(Data records)
◇ ◇ ◇ ◇ ◇

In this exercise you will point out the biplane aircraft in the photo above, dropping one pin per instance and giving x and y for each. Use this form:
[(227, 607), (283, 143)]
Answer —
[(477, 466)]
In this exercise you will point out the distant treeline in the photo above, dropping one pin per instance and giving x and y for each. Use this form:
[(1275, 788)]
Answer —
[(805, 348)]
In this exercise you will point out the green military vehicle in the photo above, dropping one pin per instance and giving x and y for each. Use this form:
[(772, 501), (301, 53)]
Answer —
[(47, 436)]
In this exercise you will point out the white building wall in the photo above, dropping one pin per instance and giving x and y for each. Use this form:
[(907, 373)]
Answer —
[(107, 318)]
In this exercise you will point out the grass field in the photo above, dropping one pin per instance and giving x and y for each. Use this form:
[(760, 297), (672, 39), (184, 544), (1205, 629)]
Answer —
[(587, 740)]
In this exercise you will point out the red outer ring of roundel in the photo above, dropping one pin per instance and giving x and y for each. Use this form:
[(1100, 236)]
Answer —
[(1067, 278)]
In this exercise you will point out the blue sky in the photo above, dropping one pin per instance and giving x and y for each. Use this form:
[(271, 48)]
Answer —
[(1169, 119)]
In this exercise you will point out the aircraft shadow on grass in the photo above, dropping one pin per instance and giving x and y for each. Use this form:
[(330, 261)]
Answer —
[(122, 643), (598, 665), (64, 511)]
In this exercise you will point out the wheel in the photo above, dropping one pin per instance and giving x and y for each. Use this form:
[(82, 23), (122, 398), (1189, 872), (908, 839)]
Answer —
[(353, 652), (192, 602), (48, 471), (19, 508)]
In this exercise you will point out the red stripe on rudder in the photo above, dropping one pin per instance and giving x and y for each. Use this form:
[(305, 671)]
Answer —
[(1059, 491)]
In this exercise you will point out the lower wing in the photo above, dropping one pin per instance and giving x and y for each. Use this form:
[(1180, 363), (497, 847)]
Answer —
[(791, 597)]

◇ ◇ ◇ ◇ ◇

▶ [DIRECTION]: Return every one of the records above word for word, with each line unchanged.

▶ [REPLY TO THE EXERCISE]:
In this exercise you will point out the biplane aircraft in the photo above, dropping one pin per instance and giving x and y for each. Use this form:
[(227, 607), (283, 143)]
Answer —
[(477, 466)]
In this exercise you will point out the distant treeline in the photo above, dropping one pin per instance and giving x and y for each. Use this form:
[(1275, 788)]
Answer —
[(805, 348)]
In this exercise you will point out the green military vehicle in the photo above, dropping one pin per instance and giving x and y for each. Use this form:
[(772, 501), (301, 53)]
Answer —
[(47, 436)]
In this exercise you will point out the white building wall in the photo above, dropping one pin per instance and giving x and y for each. Use this form:
[(907, 373)]
Answer —
[(107, 318)]
In this exercise you will point out the grass field in the photo above, dropping one pin per instance and giving x and y for each. Use this form:
[(760, 297), (672, 39), (184, 544), (1205, 629)]
Answer —
[(587, 740)]
In this exercise you will point out the red outer ring of roundel in the photo above, dropping one pin per instance and giving x and y for each. Use this form:
[(1100, 236)]
Answer —
[(1067, 278)]
In this exercise you will point out the blue sky in the photo above, dropping one pin per instance and giving x and y for each. Use this form:
[(271, 48)]
Answer —
[(1169, 119)]
In this exercise you will point out the aircraft shadow on grass in the photo above, dropping one pin per instance and giving x and y for each. Use this form:
[(330, 261)]
Answer —
[(122, 643), (598, 665), (64, 511)]
In this exercise you will point out the wheel in the photo above, dropping one pin per instance and giving x and y for each. Use this form:
[(82, 23), (122, 398), (1189, 872), (908, 839)]
Answer —
[(353, 652), (192, 602), (48, 471), (19, 508)]
In this exercise you will point out the red stripe on rudder in the photo above, dropping one pin per instance and giving x and y for each. Use this form:
[(305, 671)]
Answer —
[(1059, 491)]
In this exercise you will point out the lower wing in the photo above, dropping one pin per instance and giving x and y for each. Use this form:
[(1180, 363), (497, 847)]
Answer —
[(791, 597)]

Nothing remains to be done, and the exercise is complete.